**Article**
┄┄┄┄┄┄┄┄┄┄

De passage à Rome où il participait à l’assemblée de la ROACO (du 21 au 25 juin), le nonce apostolique à Damas, le cardinal Mario Zenari évoque la situation dramatique de la Syrie, écrasée par dix années de guerre et étreinte par la pauvreté. Il presse la communauté internationale de remettre le processus de paix en route et s’inquiète des conséquences de l’émigration des chrétiens pour toute la société.

Entretien réalisé par Manuella Affejee – Cité du Vatican

Entretien avec le cardinal Mario Zenari

C’est le Liban qui a été au cœur de l’actualité ces derniers jours, notamment au Vatican. Mais la situation de la Syrie n’est guère meilleure. Quel est le quotidien des Syriens aujourd’hui ?

┄┄┄┄┄┄┄┄┄┄

**Lignes de données**
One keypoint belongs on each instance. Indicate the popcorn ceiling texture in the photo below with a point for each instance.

┄┄┄┄┄┄┄┄┄┄

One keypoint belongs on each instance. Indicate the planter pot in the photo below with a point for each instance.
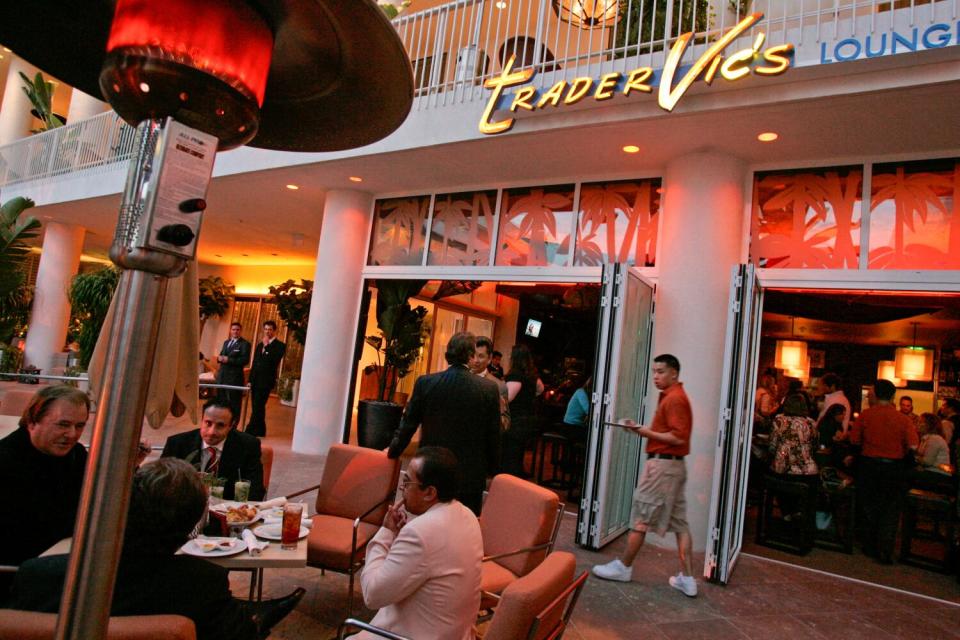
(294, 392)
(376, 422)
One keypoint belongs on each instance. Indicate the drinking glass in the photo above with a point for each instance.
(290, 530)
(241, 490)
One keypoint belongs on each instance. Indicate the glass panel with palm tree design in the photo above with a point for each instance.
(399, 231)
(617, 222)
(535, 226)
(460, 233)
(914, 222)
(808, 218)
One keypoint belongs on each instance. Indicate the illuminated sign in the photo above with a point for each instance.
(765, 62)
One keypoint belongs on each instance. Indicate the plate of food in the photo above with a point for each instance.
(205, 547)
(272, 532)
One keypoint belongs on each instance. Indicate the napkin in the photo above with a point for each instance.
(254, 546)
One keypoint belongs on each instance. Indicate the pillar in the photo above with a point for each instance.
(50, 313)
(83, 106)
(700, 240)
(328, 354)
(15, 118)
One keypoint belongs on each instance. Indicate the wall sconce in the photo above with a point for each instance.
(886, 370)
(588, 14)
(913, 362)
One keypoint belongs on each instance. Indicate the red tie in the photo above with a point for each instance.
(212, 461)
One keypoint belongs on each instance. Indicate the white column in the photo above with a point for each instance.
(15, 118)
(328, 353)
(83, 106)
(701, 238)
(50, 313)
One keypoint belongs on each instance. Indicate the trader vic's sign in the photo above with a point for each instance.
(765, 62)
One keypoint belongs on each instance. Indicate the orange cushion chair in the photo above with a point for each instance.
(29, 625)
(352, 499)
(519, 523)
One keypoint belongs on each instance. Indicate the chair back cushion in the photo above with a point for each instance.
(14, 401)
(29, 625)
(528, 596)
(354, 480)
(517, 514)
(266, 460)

┄┄┄┄┄┄┄┄┄┄

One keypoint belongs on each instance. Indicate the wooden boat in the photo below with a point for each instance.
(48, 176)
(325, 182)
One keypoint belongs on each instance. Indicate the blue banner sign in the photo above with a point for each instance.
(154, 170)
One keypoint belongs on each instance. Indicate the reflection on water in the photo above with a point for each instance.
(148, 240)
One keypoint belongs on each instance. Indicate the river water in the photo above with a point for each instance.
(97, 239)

┄┄┄┄┄┄┄┄┄┄

**Consigne**
Reproduisez à l'identique, s'il vous plaît, le passage de l'article sur la Syrie qui commence par « C’est le Liban » et se termine par « des Syriens aujourd’hui ? ».

**Réponse rédigée**
C’est le Liban qui a été au cœur de l’actualité ces derniers jours, notamment au Vatican. Mais la situation de la Syrie n’est guère meilleure. Quel est le quotidien des Syriens aujourd’hui ?